-- Raw data start --
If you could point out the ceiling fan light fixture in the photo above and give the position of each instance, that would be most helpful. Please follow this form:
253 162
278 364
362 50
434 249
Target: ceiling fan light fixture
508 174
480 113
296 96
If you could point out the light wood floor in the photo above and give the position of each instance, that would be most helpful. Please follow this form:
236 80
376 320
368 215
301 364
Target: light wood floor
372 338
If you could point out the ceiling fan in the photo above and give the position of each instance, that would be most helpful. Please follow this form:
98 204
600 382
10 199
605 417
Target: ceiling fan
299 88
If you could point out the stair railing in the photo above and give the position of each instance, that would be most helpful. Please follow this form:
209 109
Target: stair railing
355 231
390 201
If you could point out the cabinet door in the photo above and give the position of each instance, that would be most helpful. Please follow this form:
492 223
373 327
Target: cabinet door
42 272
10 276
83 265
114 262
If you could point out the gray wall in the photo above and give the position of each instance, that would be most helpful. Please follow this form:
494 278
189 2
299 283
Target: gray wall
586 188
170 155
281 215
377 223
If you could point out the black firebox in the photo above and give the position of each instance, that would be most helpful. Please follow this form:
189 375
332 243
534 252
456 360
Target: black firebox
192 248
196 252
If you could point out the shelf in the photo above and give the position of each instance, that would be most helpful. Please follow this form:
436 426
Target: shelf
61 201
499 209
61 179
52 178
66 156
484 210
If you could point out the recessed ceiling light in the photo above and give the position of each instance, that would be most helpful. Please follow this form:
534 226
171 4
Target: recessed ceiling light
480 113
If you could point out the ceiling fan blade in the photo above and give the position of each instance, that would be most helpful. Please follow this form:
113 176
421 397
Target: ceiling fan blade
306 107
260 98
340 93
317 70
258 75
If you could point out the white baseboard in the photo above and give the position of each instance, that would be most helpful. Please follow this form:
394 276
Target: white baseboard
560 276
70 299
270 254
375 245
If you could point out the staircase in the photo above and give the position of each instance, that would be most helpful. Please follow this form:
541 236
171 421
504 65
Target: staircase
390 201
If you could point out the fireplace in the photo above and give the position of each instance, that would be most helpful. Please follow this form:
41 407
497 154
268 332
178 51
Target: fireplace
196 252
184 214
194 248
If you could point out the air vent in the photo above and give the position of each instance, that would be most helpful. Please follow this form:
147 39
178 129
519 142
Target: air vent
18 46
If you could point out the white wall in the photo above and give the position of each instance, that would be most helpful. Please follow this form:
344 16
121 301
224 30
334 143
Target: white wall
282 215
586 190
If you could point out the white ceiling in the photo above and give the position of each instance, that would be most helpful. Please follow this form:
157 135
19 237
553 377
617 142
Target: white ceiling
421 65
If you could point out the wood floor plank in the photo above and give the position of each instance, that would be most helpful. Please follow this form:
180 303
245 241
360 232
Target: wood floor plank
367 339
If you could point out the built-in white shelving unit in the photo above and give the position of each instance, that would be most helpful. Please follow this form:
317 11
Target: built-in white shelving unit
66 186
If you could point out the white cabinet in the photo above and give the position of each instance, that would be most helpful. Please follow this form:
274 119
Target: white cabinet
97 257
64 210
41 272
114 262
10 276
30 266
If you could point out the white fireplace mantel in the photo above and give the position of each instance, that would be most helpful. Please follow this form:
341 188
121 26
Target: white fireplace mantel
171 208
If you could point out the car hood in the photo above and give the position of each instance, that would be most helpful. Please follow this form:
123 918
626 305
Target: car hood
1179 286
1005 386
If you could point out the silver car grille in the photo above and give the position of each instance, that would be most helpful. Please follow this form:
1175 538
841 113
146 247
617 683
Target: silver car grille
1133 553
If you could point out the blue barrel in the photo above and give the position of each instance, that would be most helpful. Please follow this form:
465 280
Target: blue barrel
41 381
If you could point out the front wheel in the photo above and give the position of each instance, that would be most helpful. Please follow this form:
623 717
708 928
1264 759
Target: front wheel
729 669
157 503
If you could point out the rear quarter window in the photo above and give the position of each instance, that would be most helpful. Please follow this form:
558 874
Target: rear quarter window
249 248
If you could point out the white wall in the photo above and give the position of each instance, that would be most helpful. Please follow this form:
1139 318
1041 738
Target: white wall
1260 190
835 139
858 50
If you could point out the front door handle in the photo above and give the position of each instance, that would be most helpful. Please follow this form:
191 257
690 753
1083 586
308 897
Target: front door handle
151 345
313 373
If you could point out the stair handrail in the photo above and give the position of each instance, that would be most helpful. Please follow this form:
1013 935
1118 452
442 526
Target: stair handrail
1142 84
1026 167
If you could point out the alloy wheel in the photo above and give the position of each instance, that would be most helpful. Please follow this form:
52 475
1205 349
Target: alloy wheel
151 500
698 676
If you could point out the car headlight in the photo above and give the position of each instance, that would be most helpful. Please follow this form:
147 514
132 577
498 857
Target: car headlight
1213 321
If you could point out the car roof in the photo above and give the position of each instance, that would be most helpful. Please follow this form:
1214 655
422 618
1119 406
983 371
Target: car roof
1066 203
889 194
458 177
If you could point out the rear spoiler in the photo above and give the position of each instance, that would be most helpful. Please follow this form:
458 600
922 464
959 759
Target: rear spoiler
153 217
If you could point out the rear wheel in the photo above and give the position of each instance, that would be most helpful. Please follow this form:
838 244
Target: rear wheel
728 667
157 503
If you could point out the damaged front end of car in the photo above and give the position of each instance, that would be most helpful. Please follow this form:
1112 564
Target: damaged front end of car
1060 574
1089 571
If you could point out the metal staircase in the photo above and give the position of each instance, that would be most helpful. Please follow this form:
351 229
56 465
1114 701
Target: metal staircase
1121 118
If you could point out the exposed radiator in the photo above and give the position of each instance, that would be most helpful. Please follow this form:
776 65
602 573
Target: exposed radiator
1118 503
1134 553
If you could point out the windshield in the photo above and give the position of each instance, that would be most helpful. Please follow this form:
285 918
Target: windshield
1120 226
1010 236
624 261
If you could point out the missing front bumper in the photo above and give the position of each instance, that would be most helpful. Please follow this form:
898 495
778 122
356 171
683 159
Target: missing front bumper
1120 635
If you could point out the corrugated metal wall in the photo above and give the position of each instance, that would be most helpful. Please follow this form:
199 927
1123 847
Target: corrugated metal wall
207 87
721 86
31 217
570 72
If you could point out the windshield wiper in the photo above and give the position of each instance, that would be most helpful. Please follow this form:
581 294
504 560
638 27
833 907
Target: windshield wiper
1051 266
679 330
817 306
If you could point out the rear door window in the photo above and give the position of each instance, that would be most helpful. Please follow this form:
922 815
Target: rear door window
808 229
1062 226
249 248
-- Raw data end --
• Written exercise
Please extract exactly, and only, the lines from the line containing "If you could point out the corrugated" through the last line of the records.

• Written response
If you could point out the corrugated metal wall in the photo above and give the position of each instance, that would be most helpful. Please follow this form:
199 927
1123 847
Target: corrugated metal wall
207 87
721 86
31 217
570 72
If you could point out the windshield wiper in the photo above and give the position of each instance, that would be most helpful. Please follow this form:
581 294
504 560
638 27
833 907
Target: windshield wiper
1051 266
679 330
817 306
If you could point out the rear door window in the photo above and give the position of each instance, that would be most helpful. Please follow this form:
922 815
Target: rear door window
808 229
1062 226
249 248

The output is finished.